■ **Görevler**:
#1 Seçilen metinde "Milli iradenin temsiliyetine" sözlerini içeren yerle açılıp "ahlak yoksunlarını gördü." sözleriyle kapanan bölümü olduğu gibi geri döndürün.
#2 Seçilen metne göre bazıları Erdoğan'ın akıbetini kimin akıbetine benzetti?

■ **Seçilen metin**:
+---+

NEDEN EVET MÜHRÜ?!..

ÇÜNKÜ SEÇMEN GÖRDÜ; Olası bir seçim zaferi sonrası intikam hesapları yapan ve her fırsatta başta iktidar mensupları olmak üzere devlet idaresinde yer alan bürokratlara, yargı mensuplarına, polis ve askerlere, sivillere yönelik, medya çalışanlarına bile yargılanacaksınız tehditleri savuran azgın azınlığı gördü…

***

“O gün geldiğinde bakalım ne yapacaksın” şeklindeki sözlerle psikolojik linçe tabi tutulan ve “güneş yüzü görmeyeceksin” denilerek, Erdoğan’ın akıbetini merhum Menderes’e benzetenlerin iktidara gelmeleri halinde neler olabileceğini gördü..

***

Her ne olursa olsun, koşullar neyi gösterirse göstersin;  “milli iradeyi mahkum edemezsiniz deyip, mührünü vurdu?!’

***

ÇÜNKÜ SEÇMEN GÖRDÜ; “Hepiniz ağlayarak özür dileyeceksiniz. O gün geldiğinde; affedeni, acıyanı, yargılamaktan vazgeçeni de unutmayacağız! Yok öyle ‘torunlarla emeklilik, hepimiz kardeşiz, kavga istemiyoruz’ falan figan çığlıkları… Her şey yeni başlıyor diyerek, mütedeyyin kesimi yargılamakla tehdit edenlerin olduğunu gördü..

***

Meclis kürsüsünden “Hepiniz yargılanacaksınız” diye tehditler savuranlar, “Seçilseler de yönetemeyecekler” diyenleri, “AK Parti kapatılacak. Hepsi suç örgütü üyeliğinden yargılanacak” diyenlerin, iktidar olmaları halinde neler yapabileceğinin idrakiyle, savunan oldu.

***

Milli iradenin temsiliyetine saygı duymanın, milletiyle nasıl barışık olabilir diyerek; sulha mührünü vurdu?

***

ÇÜNKÜ SEÇMEN GÖRDÜ; Muhacir”lere karşı ensar olmayı seçenlere yönelik, “Araplar gelsin, sizin karınızın kızınızın ırzına geçsin” diyen ahlak yoksunlarını gördü.

***

Öğretmen, doktor, çiftçi, işçi ve üst düzey bürokratlara parmak sallayan, devletin şerefli memurlarına ‘kanun dışına çıkmış memurlar’ diyenleri gördü. İş dünyasına, “Gözlerinin yaşına bakan namerttir” tehditleri savuranların kindarlığını gördü…

***

Tüm olumsuzluklara rağmen, “devri sabık şart oldu” diyen anlayışa geçit yok diyerek, mührünü vurdu.

+---+

■ **Sağlanan veriler**:
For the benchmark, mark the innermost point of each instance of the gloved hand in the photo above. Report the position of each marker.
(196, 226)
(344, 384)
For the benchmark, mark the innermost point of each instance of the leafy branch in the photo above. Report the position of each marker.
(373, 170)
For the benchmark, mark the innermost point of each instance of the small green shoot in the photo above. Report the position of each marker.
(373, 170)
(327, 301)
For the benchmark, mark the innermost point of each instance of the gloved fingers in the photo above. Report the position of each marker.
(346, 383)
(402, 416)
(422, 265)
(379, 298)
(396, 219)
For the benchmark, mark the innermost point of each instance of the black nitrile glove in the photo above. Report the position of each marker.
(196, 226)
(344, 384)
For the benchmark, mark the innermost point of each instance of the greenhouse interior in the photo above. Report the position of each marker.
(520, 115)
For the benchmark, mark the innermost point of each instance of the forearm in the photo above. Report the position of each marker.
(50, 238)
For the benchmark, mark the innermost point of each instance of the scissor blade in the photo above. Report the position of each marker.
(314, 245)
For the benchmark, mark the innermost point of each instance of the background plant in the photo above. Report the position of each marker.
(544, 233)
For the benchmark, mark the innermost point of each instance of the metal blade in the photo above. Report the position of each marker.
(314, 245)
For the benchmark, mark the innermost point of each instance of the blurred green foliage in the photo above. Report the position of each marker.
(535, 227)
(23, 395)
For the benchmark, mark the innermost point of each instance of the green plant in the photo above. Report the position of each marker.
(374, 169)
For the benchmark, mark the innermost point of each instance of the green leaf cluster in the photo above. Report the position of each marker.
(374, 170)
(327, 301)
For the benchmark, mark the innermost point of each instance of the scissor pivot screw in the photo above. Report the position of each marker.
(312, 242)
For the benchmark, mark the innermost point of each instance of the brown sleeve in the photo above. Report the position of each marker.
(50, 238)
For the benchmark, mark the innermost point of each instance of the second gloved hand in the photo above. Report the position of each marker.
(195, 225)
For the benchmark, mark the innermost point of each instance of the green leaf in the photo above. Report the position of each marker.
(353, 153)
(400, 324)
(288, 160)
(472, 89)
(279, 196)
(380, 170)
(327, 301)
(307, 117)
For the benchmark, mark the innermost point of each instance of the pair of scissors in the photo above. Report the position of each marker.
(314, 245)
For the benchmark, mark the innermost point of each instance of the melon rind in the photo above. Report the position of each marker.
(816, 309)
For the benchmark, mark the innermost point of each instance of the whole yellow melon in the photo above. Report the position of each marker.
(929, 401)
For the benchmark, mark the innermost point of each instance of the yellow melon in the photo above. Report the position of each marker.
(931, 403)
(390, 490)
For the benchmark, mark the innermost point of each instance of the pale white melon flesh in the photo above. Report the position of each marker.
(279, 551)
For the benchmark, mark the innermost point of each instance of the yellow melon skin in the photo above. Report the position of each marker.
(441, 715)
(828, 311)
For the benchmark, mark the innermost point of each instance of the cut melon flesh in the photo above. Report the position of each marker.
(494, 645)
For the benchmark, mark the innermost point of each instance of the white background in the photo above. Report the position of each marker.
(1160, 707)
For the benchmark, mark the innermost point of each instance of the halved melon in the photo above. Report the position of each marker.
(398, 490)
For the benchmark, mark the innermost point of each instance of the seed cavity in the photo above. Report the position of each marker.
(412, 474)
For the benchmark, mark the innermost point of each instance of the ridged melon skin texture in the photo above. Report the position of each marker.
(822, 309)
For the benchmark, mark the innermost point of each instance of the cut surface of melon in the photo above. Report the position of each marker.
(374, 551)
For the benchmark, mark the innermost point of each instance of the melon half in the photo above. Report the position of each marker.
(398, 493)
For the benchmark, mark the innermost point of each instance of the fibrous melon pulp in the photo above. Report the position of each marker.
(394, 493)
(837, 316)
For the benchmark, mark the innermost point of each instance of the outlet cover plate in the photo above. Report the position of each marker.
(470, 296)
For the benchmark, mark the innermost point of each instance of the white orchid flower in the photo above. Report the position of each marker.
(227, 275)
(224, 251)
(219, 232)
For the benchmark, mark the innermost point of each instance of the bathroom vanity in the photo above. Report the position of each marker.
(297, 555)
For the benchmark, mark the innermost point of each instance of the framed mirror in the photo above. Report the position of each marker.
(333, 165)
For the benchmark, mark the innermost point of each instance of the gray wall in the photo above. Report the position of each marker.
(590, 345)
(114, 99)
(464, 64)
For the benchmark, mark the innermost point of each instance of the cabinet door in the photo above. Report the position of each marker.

+---+

■ **Nihai cevaplar**:
#1
Milli iradenin temsiliyetine saygı duymanın, milletiyle nasıl barışık olabilir diyerek; sulha mührünü vurdu?

***

ÇÜNKÜ SEÇMEN GÖRDÜ; Muhacir”lere karşı ensar olmayı seçenlere yönelik, “Araplar gelsin, sizin karınızın kızınızın ırzına geçsin” diyen ahlak yoksunlarını gördü.

#2 Erdoğan'ın akıbetini merhum Menderes'inkine benzettiler.